### Your goal
Set out exactly, line by line, the stretch of data below that begins at the line containing "Outline every instance." and ends at the line containing "Holes follow the even-odd rule.", with both ends kept.

### Input data
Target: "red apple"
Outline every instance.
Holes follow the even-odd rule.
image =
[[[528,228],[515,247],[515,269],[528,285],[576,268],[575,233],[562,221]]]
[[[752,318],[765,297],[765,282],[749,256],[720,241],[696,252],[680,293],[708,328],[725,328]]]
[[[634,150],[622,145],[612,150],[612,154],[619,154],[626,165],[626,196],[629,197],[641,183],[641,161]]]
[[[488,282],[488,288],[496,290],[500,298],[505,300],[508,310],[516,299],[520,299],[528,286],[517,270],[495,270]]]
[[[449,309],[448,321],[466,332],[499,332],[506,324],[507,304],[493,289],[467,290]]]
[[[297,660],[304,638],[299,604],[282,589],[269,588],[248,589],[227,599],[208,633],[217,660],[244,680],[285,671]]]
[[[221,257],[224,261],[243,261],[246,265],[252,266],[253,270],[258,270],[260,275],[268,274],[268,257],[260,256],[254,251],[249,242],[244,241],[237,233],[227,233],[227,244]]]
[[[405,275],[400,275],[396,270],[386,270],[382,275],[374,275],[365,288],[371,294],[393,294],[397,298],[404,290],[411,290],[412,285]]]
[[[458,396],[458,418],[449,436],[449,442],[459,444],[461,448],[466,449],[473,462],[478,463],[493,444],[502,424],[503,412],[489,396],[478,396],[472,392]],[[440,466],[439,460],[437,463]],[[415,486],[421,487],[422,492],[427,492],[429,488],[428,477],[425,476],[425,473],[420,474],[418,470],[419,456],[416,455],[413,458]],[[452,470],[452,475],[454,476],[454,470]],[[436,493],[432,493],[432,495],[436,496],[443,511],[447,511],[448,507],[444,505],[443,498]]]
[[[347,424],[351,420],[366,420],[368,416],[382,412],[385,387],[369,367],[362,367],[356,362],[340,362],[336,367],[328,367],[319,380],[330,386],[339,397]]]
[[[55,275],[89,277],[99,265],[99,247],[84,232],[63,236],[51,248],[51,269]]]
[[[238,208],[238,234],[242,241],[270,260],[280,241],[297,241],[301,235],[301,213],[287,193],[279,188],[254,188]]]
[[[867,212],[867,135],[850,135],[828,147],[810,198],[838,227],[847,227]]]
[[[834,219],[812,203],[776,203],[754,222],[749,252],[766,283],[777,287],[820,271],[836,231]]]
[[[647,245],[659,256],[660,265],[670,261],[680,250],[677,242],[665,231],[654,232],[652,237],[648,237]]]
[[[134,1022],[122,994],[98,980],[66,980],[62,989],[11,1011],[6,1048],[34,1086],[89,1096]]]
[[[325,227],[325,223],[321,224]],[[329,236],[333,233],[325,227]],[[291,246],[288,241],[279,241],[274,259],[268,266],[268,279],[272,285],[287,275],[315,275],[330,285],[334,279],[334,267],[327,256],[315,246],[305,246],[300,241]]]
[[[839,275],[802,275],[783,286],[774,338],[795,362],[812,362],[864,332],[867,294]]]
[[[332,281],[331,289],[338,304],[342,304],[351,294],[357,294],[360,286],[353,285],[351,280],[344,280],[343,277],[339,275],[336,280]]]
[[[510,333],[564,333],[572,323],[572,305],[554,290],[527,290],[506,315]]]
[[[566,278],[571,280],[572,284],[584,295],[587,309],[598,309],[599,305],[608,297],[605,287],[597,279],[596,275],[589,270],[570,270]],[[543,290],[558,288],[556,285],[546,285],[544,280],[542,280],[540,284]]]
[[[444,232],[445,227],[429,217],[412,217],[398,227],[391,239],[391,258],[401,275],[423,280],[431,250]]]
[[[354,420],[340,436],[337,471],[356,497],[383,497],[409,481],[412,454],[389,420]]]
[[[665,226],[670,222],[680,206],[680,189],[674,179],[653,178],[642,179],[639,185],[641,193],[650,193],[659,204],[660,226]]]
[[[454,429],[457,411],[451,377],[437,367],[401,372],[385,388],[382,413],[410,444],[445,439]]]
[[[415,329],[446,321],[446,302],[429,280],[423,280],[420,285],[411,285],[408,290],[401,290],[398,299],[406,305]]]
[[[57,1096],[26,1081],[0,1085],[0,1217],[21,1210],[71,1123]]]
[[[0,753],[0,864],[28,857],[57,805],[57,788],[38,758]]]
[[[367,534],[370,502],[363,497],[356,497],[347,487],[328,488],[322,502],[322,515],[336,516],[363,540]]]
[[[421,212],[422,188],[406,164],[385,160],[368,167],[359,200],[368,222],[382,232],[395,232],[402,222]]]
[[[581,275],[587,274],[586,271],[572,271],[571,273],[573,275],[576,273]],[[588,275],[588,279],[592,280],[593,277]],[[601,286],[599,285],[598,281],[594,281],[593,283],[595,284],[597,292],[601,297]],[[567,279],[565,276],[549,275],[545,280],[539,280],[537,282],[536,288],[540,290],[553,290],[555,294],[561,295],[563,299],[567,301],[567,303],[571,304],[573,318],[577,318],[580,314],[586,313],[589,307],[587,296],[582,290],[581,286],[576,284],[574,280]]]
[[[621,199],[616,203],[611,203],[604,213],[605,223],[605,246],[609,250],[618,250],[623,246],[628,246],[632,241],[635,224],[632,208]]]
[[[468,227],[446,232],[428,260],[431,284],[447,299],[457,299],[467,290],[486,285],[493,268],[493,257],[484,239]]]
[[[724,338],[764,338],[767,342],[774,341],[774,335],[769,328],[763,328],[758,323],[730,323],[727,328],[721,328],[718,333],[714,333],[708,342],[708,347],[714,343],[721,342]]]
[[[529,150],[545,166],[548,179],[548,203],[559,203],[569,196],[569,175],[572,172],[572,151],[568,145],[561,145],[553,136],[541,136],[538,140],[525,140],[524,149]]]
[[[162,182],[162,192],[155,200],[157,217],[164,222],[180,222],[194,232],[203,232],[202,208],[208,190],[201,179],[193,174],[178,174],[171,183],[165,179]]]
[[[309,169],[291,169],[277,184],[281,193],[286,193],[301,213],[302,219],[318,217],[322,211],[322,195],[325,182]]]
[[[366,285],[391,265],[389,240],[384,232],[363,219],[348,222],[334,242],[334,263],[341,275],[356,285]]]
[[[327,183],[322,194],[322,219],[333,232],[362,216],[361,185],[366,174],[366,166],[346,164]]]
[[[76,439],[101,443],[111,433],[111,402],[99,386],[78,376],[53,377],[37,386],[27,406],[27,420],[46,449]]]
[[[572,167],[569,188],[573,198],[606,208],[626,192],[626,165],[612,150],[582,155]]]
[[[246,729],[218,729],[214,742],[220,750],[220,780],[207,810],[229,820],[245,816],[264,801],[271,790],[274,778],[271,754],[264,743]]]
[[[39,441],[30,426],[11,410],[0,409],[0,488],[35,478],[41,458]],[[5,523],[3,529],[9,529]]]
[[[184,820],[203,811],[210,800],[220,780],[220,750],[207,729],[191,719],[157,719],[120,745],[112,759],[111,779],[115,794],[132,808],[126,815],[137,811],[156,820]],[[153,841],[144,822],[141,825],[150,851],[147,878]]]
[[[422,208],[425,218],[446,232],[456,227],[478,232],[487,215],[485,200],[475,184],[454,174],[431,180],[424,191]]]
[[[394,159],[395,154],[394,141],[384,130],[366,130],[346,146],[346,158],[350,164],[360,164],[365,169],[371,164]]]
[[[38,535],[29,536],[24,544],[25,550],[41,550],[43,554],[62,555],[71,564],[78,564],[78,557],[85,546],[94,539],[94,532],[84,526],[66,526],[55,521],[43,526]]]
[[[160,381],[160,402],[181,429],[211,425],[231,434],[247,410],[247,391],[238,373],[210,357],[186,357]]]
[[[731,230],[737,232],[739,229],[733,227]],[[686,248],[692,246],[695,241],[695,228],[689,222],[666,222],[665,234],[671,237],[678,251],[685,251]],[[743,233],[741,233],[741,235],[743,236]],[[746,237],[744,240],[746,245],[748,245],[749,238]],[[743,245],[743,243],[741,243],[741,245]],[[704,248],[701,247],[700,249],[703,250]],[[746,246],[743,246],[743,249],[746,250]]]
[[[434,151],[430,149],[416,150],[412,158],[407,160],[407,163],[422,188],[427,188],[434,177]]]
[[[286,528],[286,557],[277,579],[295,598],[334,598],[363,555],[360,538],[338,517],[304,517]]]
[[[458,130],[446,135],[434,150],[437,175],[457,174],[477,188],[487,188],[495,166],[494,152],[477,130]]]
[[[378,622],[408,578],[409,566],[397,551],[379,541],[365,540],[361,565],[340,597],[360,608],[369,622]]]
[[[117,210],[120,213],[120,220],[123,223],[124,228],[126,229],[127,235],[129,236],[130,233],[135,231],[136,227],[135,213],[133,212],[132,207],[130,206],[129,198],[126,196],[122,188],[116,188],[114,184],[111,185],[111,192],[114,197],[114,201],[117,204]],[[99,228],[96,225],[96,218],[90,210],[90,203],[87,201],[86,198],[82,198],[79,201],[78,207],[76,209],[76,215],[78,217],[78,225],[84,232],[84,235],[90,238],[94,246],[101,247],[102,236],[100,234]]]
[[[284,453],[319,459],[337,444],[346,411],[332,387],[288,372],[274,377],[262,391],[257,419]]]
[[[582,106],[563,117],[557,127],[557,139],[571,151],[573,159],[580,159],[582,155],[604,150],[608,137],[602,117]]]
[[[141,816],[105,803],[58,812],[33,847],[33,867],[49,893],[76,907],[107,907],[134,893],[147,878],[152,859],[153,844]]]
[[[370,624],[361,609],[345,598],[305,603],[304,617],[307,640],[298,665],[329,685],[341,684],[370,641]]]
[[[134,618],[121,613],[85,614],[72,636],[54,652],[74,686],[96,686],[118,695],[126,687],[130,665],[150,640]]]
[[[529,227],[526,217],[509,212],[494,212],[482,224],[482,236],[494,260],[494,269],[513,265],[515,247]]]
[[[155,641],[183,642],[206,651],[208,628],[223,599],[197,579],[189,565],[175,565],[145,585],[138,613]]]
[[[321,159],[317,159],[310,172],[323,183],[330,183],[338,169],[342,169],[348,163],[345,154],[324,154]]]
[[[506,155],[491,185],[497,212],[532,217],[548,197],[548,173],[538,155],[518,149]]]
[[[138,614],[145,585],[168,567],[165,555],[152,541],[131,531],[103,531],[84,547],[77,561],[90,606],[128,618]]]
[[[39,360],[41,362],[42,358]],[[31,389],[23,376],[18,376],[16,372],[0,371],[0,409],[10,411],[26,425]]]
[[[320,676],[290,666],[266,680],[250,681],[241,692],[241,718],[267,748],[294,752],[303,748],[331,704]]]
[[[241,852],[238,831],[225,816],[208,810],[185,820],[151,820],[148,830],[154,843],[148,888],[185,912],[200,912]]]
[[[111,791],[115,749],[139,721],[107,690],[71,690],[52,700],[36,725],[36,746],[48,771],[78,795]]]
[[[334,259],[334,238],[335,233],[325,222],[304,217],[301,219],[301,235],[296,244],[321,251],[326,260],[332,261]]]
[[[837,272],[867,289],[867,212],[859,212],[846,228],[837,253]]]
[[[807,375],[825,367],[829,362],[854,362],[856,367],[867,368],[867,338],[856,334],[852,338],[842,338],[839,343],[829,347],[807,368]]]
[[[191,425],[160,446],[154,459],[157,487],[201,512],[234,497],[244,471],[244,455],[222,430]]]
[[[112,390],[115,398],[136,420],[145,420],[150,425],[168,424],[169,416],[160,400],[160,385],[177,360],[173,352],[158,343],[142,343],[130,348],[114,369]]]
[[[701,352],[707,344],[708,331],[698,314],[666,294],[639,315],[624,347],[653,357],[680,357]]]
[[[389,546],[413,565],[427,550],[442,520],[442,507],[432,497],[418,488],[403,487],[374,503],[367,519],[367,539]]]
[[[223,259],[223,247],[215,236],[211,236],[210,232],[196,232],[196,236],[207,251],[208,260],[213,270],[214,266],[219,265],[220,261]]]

### Answer below
Outline every instance.
Holes follow the even-odd rule.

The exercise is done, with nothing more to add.